— SET EXERCISE A —
Render this sentence from the text on relying on other people’s knowledge in Spanish: "The world doesn’t work that way anymore."

— TEXT SEGMENT —
--- begin ---

The young engineer will work shoulder to shoulder with a computer whose software tools codify design rules that have been learned through the years of experience by many other engineers—intricacies none of them know except collectively. Where necessary the software tools will do the math for him—math he may have forgotten or never learned. In every direction around him, he will rely on other people’s knowledge. The bad news is that this engineer will never know all of engineering; the good news is that he doesn’t have to. The world doesn’t work that way anymore.

What is wonderful today is how easy it is to tap into other people’s knowledge. In the olden days—that is, before the Internet—we had to find the right person to ask for help, or we had to wade through libraries for stale, encrusted information. Now we start by asking the world at large: “How do I do or fix this?” Chances are, we’re not the first to ask, and some stranger has already provided the answer. We can get continuously updated tutorials from Wikipedia, and there is an ever-growing collection of online lectures on technical subjects. There may even be a YouTube video titled “How to Design a 2-Billion-Transistor Circuit.”

--- end ---

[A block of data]

--- begin ---

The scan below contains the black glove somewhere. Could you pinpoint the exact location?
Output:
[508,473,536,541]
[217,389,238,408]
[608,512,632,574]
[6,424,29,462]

--- end ---

— SET EXERCISE B —
Rescale the entries by writing out every line again, requests included, with each bounding-box coordinate in the answers multiplied by 1.05 and rounded to a whole number, halves going up.

— REPLY A —
El mundo ya no funciona así.

— REPLY B —
The scan below contains the black glove somewhere. Could you pinpoint the exact location?
Output:
[533,497,563,568]
[228,408,250,428]
[638,538,664,603]
[6,445,30,485]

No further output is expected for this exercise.